-- Exercise prompt --
Under this line sits a listing. Repeat exactly and only its lines from the one holding "the white snow surface" through the one holding "Target: blue and white striped jersey"; skip pictures.

-- Material for the task --
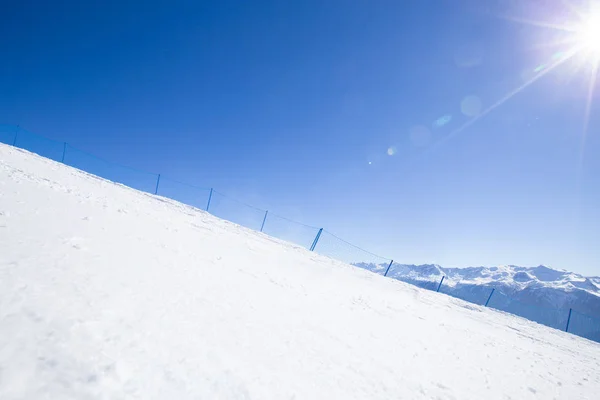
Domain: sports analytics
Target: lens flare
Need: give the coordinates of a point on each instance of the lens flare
(588, 36)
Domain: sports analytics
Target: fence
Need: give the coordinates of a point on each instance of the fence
(313, 238)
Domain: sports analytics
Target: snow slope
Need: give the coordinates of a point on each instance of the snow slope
(539, 293)
(110, 293)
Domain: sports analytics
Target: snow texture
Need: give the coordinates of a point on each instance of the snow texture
(111, 293)
(539, 286)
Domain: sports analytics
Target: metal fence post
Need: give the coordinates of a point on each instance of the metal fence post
(264, 220)
(440, 285)
(209, 198)
(157, 182)
(312, 247)
(568, 320)
(389, 266)
(488, 300)
(62, 160)
(16, 134)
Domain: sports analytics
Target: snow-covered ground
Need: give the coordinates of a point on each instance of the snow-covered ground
(110, 293)
(539, 293)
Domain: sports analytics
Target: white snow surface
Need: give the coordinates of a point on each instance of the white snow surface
(111, 293)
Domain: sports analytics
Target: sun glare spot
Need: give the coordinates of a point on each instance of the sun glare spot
(588, 37)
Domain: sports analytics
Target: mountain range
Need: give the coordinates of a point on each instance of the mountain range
(541, 294)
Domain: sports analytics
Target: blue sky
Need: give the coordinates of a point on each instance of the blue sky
(325, 111)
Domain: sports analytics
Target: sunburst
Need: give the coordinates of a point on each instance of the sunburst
(580, 46)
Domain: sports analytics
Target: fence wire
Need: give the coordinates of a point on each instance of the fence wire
(323, 242)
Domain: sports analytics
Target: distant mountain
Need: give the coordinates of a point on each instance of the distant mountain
(540, 293)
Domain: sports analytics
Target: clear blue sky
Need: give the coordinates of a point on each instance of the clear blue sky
(296, 106)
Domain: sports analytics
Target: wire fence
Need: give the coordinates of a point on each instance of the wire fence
(313, 238)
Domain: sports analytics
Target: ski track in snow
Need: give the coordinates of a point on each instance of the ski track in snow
(110, 293)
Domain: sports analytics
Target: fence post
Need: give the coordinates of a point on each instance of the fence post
(62, 160)
(209, 198)
(440, 285)
(568, 320)
(157, 182)
(15, 139)
(488, 300)
(264, 220)
(312, 247)
(388, 270)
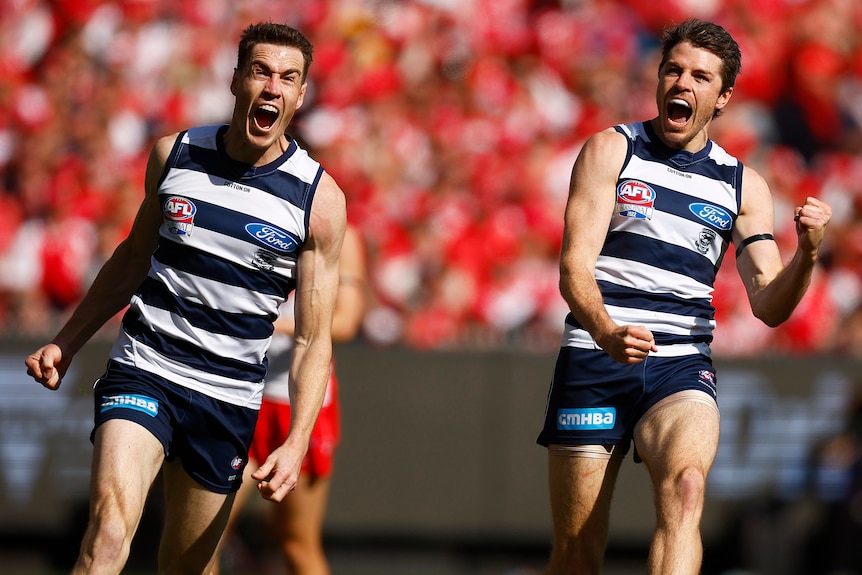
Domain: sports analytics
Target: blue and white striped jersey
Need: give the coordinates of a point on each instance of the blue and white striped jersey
(225, 261)
(668, 235)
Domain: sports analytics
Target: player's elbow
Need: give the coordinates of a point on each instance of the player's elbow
(771, 317)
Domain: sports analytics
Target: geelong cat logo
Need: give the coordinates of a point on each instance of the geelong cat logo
(713, 215)
(635, 200)
(272, 237)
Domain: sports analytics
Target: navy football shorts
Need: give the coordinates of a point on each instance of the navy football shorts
(210, 437)
(595, 400)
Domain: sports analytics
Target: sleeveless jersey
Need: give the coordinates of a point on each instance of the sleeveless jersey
(225, 261)
(667, 238)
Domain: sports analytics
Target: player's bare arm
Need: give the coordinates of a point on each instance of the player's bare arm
(352, 278)
(589, 209)
(114, 285)
(774, 290)
(316, 291)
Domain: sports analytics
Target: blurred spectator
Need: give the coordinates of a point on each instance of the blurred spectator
(451, 125)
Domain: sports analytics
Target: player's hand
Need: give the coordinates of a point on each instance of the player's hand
(628, 344)
(47, 365)
(811, 220)
(277, 476)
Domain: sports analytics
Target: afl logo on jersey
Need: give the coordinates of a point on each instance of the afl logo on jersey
(713, 215)
(272, 237)
(179, 215)
(635, 200)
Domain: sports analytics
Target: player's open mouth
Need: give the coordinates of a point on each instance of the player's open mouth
(265, 116)
(678, 112)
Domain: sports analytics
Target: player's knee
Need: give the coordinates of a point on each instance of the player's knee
(108, 540)
(688, 489)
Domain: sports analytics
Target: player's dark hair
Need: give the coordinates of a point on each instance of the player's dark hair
(707, 36)
(277, 34)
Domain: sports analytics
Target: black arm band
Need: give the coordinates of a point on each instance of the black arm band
(752, 239)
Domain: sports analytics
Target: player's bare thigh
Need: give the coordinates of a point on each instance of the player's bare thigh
(126, 460)
(680, 430)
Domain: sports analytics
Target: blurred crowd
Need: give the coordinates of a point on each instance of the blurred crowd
(452, 126)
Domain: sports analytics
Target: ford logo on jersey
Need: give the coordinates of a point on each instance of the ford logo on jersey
(271, 237)
(713, 215)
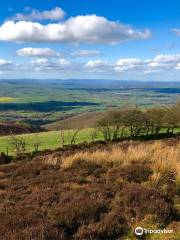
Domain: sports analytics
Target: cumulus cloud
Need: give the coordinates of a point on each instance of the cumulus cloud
(80, 29)
(176, 30)
(36, 15)
(98, 65)
(37, 52)
(85, 53)
(4, 64)
(157, 64)
(137, 65)
(44, 64)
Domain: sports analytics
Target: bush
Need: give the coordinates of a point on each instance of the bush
(135, 201)
(111, 226)
(131, 173)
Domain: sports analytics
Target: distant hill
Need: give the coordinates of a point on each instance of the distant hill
(16, 128)
(84, 120)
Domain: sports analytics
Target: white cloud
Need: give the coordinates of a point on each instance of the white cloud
(4, 64)
(98, 66)
(176, 30)
(54, 14)
(87, 29)
(85, 53)
(44, 64)
(37, 52)
(157, 64)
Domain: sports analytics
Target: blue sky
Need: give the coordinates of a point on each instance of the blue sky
(90, 39)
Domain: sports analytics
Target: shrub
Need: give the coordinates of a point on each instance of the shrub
(131, 173)
(111, 226)
(135, 201)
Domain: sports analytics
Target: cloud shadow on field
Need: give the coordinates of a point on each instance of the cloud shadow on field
(45, 106)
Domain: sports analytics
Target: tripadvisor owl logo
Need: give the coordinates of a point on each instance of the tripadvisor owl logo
(139, 231)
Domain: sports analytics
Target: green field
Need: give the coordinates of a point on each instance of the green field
(48, 140)
(51, 140)
(44, 102)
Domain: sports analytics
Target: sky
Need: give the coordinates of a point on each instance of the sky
(90, 39)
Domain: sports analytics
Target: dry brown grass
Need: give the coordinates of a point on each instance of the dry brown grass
(158, 154)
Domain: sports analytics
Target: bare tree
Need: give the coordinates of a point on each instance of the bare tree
(36, 144)
(74, 136)
(19, 144)
(62, 137)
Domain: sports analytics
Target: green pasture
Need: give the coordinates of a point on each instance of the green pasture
(48, 140)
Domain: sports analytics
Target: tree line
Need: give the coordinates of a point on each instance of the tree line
(133, 122)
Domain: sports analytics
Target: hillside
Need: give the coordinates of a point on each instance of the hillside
(84, 120)
(16, 128)
(92, 191)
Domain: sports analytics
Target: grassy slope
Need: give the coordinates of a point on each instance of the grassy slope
(49, 140)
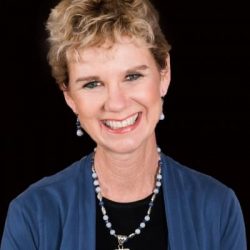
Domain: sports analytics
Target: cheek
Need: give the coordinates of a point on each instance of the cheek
(88, 105)
(150, 93)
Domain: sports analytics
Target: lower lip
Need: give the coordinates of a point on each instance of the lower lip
(126, 129)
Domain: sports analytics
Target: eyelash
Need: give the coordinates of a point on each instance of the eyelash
(130, 77)
(91, 85)
(133, 77)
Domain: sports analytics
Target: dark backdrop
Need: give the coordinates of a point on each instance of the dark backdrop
(207, 107)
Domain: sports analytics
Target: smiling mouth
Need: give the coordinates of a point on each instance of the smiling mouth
(114, 124)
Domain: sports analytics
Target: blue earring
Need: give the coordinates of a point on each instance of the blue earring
(79, 131)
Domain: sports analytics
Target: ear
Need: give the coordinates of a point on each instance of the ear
(165, 77)
(69, 100)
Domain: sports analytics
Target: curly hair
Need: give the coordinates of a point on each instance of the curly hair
(78, 24)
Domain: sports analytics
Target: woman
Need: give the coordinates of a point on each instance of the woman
(111, 61)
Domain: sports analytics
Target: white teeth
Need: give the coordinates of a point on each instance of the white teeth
(121, 124)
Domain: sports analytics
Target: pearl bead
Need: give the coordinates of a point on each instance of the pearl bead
(112, 232)
(142, 225)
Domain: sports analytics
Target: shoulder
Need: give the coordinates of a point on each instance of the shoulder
(199, 189)
(61, 185)
(190, 178)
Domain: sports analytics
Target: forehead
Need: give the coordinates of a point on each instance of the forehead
(121, 52)
(107, 50)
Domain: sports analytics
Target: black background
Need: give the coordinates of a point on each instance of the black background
(207, 107)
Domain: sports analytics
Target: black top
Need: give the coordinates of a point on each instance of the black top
(126, 217)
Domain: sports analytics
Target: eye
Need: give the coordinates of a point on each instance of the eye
(92, 85)
(133, 77)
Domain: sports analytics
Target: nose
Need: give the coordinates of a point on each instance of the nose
(116, 98)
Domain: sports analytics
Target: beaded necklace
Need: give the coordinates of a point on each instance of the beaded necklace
(124, 238)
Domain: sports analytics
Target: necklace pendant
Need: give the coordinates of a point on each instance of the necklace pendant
(121, 240)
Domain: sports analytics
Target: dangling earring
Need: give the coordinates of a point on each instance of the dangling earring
(162, 116)
(79, 131)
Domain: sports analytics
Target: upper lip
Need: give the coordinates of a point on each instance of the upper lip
(119, 120)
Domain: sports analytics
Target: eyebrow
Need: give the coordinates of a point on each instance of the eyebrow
(97, 78)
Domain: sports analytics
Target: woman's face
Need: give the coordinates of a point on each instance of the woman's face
(117, 94)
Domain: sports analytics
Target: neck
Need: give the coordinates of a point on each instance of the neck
(127, 177)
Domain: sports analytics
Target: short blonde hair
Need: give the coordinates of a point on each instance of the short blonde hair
(77, 24)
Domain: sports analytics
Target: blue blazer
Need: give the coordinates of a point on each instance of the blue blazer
(58, 212)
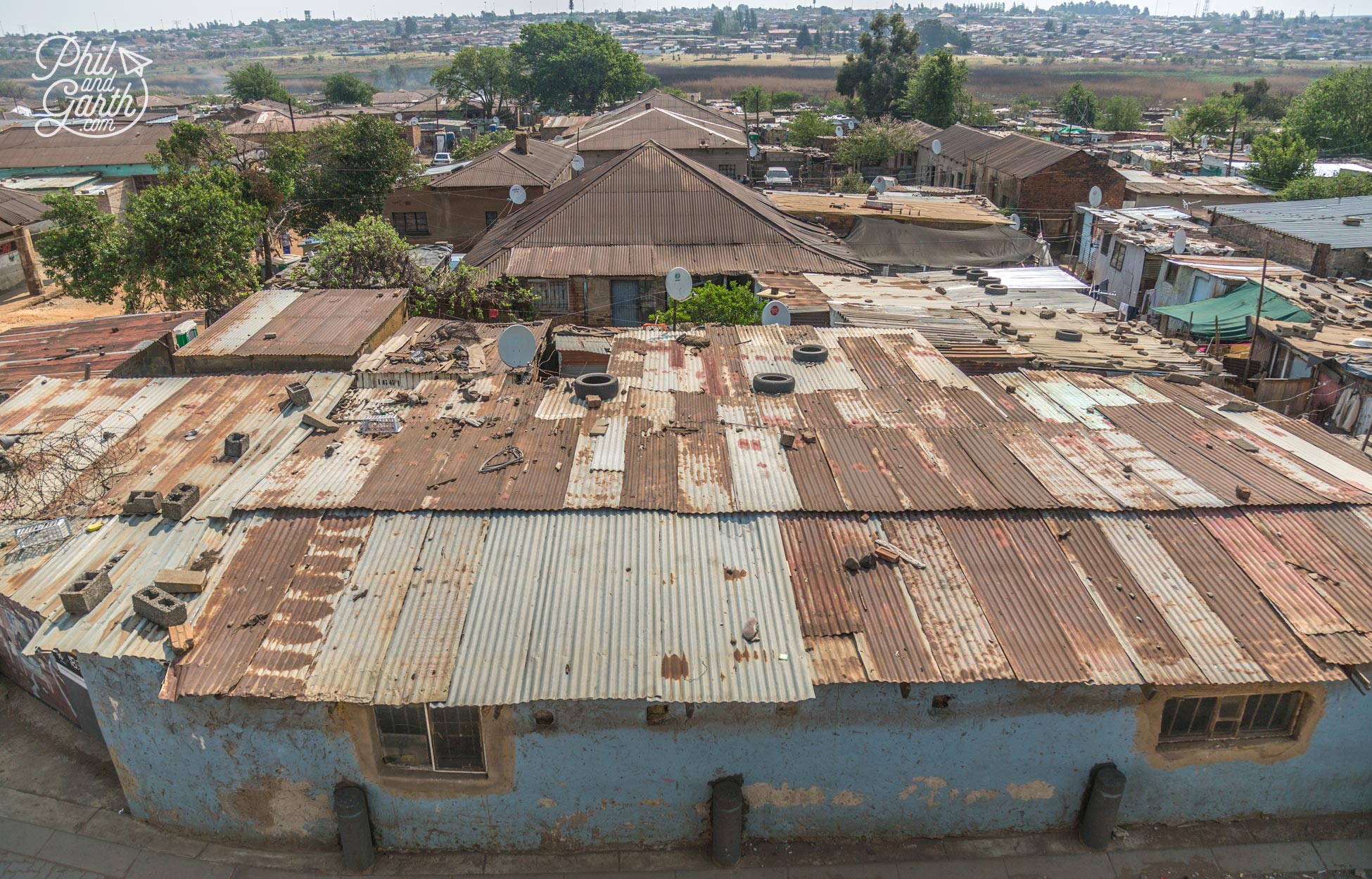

-- Result for this task --
Need: give the coordinates of a point on each instance of the white snow surface
(111, 293)
Domain: sports analytics
Target: sun glare spot
Need: give the coordinates of a point on each instance of the sun glare spot
(588, 37)
Domain: sports analytics
Target: mountain range
Need: give the coordinates of a point on each instance of the mountain range
(541, 294)
Domain: sports analytics
Target: blue sky
Need: give the coordinates of a point on each instance of the blue sky
(325, 111)
Domain: sports analytics
Target: sunburst
Need: give the coordinates of a point on each instance of the sunburst
(580, 46)
Domain: sports analytics
Target: fence wire
Need: give the coordinates of a point on each instance of the fence wire
(323, 242)
Domain: sports analytics
Target: distant mountain
Need: give the coordinates of a point on each instance of the distant mountain
(540, 293)
Domain: sports analytics
Target: clear blue sky
Need: give the coordinates of a point on each instance of the clear blue sky
(296, 106)
Domain: sports analytics
Target: wire fence
Need: give the coordinates of a point on each instance of the wire fence
(313, 238)
Domain: sports analytics
Target: ski track in snow
Need: give the coordinates of a point on each instance of the ski track in snow
(110, 293)
Domain: sports analytics
Target: fence post
Need: give the coordinates of a point on each instance of the fence post
(62, 160)
(209, 198)
(440, 285)
(568, 320)
(157, 182)
(15, 139)
(488, 300)
(264, 220)
(312, 247)
(388, 270)
Domain: sports analytics
Target: blue and white striped jersey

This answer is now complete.